What to work on: Rewrite every entry below, replacing "broadcast frame" with "still image" and leaving everything else unchanged. Omit the pictures from your version.

Materials provided:

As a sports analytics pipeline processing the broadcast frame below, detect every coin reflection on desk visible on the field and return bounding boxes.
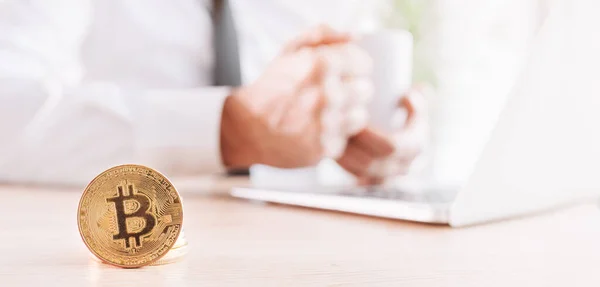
[77,165,187,268]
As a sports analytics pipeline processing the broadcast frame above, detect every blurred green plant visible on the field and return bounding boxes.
[382,0,437,87]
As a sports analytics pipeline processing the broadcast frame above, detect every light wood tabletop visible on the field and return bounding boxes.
[0,180,600,286]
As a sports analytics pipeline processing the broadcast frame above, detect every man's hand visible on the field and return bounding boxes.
[338,88,429,184]
[221,26,350,168]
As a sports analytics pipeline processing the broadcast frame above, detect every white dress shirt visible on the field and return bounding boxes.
[0,0,229,183]
[0,0,382,184]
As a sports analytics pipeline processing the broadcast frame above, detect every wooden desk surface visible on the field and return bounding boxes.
[0,180,600,286]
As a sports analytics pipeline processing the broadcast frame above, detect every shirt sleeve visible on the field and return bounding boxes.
[0,0,230,184]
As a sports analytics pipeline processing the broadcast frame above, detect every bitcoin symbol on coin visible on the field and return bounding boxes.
[77,165,183,268]
[106,184,156,248]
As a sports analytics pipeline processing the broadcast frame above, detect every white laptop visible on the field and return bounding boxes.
[231,5,600,226]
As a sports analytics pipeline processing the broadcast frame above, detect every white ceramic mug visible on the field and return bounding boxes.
[358,30,413,131]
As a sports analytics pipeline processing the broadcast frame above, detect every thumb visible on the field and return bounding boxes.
[283,25,352,53]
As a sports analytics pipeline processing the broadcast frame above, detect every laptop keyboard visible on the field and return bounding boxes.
[327,186,456,203]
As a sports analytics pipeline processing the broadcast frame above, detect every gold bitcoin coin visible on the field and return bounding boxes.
[77,165,183,268]
[90,230,188,266]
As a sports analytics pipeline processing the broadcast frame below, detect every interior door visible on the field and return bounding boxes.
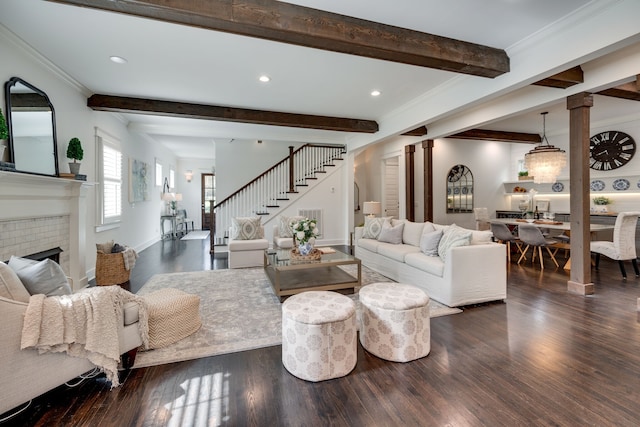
[200,173,216,230]
[384,157,400,218]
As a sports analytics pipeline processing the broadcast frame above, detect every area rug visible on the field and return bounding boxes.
[180,230,209,240]
[134,266,462,368]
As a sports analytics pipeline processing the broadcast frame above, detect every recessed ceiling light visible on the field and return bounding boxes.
[109,55,128,64]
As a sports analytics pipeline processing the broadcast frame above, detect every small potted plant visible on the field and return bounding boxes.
[67,138,84,175]
[593,196,612,213]
[518,171,533,181]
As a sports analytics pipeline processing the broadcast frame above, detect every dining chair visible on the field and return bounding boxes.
[490,223,522,262]
[473,208,490,230]
[518,224,560,270]
[591,212,640,280]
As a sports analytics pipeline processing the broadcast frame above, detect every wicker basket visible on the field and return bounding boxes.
[291,248,322,261]
[96,251,131,286]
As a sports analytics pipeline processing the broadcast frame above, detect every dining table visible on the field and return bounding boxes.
[489,218,614,270]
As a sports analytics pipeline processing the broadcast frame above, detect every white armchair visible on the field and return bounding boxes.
[229,226,269,268]
[0,263,142,413]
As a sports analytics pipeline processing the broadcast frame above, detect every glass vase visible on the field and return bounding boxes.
[298,242,313,255]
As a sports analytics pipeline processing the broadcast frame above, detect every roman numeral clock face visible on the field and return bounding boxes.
[589,130,636,171]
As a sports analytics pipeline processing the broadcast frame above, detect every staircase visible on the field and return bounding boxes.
[212,144,346,241]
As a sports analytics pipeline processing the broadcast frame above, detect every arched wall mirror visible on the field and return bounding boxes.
[5,77,58,176]
[447,165,473,213]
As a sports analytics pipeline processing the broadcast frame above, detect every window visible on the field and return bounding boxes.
[156,159,163,187]
[96,129,122,231]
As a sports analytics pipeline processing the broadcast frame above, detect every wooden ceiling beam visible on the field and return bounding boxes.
[596,75,640,101]
[50,0,509,78]
[447,129,542,144]
[401,126,427,136]
[87,94,378,133]
[533,65,584,89]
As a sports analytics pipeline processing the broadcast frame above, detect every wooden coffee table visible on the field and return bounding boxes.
[264,249,362,301]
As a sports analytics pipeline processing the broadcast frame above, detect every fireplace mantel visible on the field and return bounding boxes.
[0,171,95,290]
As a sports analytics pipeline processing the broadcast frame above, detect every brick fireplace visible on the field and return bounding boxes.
[0,171,91,290]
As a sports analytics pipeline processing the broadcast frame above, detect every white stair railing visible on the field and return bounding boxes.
[212,144,345,239]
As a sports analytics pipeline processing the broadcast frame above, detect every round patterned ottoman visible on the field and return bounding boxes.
[282,291,358,381]
[142,288,202,349]
[359,283,431,362]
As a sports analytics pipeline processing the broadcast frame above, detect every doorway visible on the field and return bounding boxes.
[200,173,216,231]
[384,157,400,219]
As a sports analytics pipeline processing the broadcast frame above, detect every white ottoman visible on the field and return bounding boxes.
[282,291,358,381]
[359,283,431,362]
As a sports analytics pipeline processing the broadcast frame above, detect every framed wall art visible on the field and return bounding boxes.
[129,158,149,203]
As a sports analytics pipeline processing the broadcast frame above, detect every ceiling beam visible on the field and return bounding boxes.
[533,65,584,89]
[50,0,509,78]
[447,129,542,144]
[596,75,640,101]
[87,94,378,133]
[401,126,427,136]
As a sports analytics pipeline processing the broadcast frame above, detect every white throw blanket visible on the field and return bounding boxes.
[20,286,149,387]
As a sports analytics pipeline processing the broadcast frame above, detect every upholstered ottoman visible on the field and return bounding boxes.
[359,283,431,362]
[282,291,358,381]
[142,289,202,349]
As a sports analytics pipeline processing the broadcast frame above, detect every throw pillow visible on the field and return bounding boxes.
[378,221,404,245]
[96,240,113,254]
[278,215,304,237]
[402,221,424,247]
[231,216,262,240]
[471,230,493,245]
[362,217,388,239]
[0,262,29,302]
[438,224,471,261]
[9,255,40,271]
[9,257,71,297]
[420,230,442,256]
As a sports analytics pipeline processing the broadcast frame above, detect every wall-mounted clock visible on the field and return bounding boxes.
[589,130,636,171]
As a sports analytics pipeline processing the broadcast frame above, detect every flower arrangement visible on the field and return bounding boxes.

Task answer:
As a sports analytics pipeline processing the still image below, detect every coin reflection on desk visible on the field and return bounding boxes.
[77,165,187,268]
As a sports analytics pipeline processing the still image above, detect every blurred green plant visible on the field and return bounding boxes.
[382,0,437,87]
As a sports analytics pipeline processing the still image above, detect every light wood tabletop visible on the field and return bounding boxes.
[0,180,600,286]
As a sports analytics pipeline processing the still image above, detect every man's hand visible on the field and return bounding boxes.
[338,88,429,184]
[221,26,350,168]
As a sports analytics pipeline processing the still image above, detect every white dress shirt visible on the field and return bounding boxes.
[0,0,229,183]
[0,0,382,184]
As a sports analytics pipeline processing the still image above, detect every wooden desk surface visible on the field and return bounding boxes.
[0,180,600,286]
As a sports analytics pipeline processing the still image above, detect every shirt sleeve visible on the field and return bounding boxes.
[0,0,230,184]
As a sports analytics pipeline processing the still image above, detect every bitcoin symbol on coin visible on the field and return bounding boxes.
[77,165,183,268]
[106,184,156,248]
As a sports analytics pipeline processing the still image above, detect every white laptop visible on the field and return bounding boxes.
[231,5,600,226]
As a sports analytics pipeline processing the still image above, detect every white ceramic mug visible on the field and return bounding boxes.
[358,30,413,131]
As a sports analytics pipeline processing the still image above, detect every thumb visible on the field and return bounding boxes.
[283,25,352,53]
As a sports analytics pipeline processing the still image above, detect every laptop keyboard visible on the field and return bounding boxes.
[327,186,456,203]
As a sports analytics pipeline processing the still image above, detect every gold bitcoin coin visible on the field and return bounding boxes.
[77,165,183,268]
[90,230,188,266]
As a sports analytics pipeline processing the still image below, detect every interior door visible on the field and return bounding boxes.
[200,173,216,230]
[384,157,400,218]
As a sports analytics pipeline processing the still image above, detect every area rug visible on the field and return bounding boxes.
[180,230,209,240]
[134,266,462,368]
As a sports analytics pipeline processing the still image above, detect every recessed ceiling light visible on the field and return bounding boxes.
[109,55,128,64]
As a sports analytics pipeline processing the still image above, detect every small potted plant visible on the field and return bounding boxes.
[67,138,84,175]
[593,196,612,213]
[518,171,533,181]
As a sports analytics pipeline processing the still image above, detect every dining chair visible on the field and return bounding boxes.
[490,223,522,262]
[473,208,490,230]
[518,224,560,270]
[591,212,640,280]
As a sports analytics pipeline processing the still image above, detect every wicker basket visible on the field and return bounding boxes.
[291,248,322,261]
[96,251,131,286]
As a sports analytics pipeline processing the still image above, detect every dining table visible on the field and return bounding boxes.
[489,218,614,270]
As a sports analytics pipeline processing the still image above, detect every white armchair visible on the field and return bounding boxes.
[229,226,269,268]
[0,263,142,413]
As a sports analytics pipeline processing the still image above, detect every glass vase visible on the field and return bounding boxes.
[298,242,313,255]
As a sports analytics pipeline processing the still image above, detect every roman numeral clock face visible on the field and return bounding boxes.
[589,130,636,171]
As a sports analytics pipeline processing the still image above, detect every staircase visible on the field and return bounding boxes.
[212,144,346,241]
As a sports analytics pipeline processing the still image above, detect every arched wall mirror visible on the field and return bounding boxes.
[5,77,58,176]
[447,165,473,213]
As a sports analytics pipeline processing the still image above, detect every window visible on the field and return bounding boxes.
[156,159,163,187]
[96,129,122,231]
As a sports analytics pipeline processing the still image above, detect every wooden ceiling beam visible on the field and return bounding boxes.
[596,75,640,101]
[50,0,509,78]
[447,129,542,144]
[401,126,427,136]
[87,94,378,133]
[533,65,584,89]
As a sports analytics pipeline processing the still image above, detect every wooden coffee table visible on the field and return bounding boxes.
[264,249,362,301]
As a sports analytics pipeline processing the still image above, detect every fireplace mantel visible on the field and return bounding boxes.
[0,171,95,290]
As a sports analytics pipeline processing the still image above, detect every brick fireplace visible on the field and return bounding boxes.
[0,171,91,290]
As a sports analytics pipeline processing the still image above, detect every white stair railing visible on the field and return bounding boxes.
[212,144,345,239]
As a sports analytics pipeline processing the still image above, detect every round patterned ottoman visible on the field and return bounding boxes.
[282,291,358,381]
[142,288,202,349]
[359,283,431,362]
As a sports analytics pipeline processing the still image above, detect every doorway visible on the field and return bounding boxes.
[200,173,216,231]
[384,157,400,219]
As a sports analytics pipeline processing the still image above, detect every white ottoman visible on the field and return bounding boxes.
[282,291,358,381]
[359,283,431,362]
As a sports analytics pipeline processing the still image above, detect every framed wall art visible on the field and return bounding boxes.
[129,158,149,203]
As a sports analytics pipeline processing the still image above, detect every ceiling beam visible on the field and return bounding boxes.
[533,65,584,89]
[50,0,509,78]
[447,129,542,144]
[596,75,640,101]
[87,94,378,133]
[401,126,427,136]
As a sports analytics pipeline processing the still image above, detect every white throw blanket visible on the field and return bounding boxes.
[20,286,149,387]
As a sports analytics pipeline processing the still image above, detect every upholstered ottoman visible on the field and return bounding boxes.
[359,283,431,362]
[282,291,358,381]
[142,289,202,349]
As a sports analytics pipeline processing the still image above, detect every throw pillow visible on the field and return bounding boxes.
[378,221,404,245]
[96,240,113,254]
[278,215,304,237]
[402,221,424,247]
[231,216,262,240]
[471,230,493,245]
[362,217,388,239]
[0,262,29,302]
[438,224,471,261]
[9,255,40,271]
[9,257,71,297]
[420,230,442,256]
As a sports analytics pipeline processing the still image above, detect every wall-mounted clock visible on the field and return bounding boxes.
[589,130,636,171]
As a sports analytics pipeline processing the still image above, detect every flower arrangement visible on the field and return bounding boxes.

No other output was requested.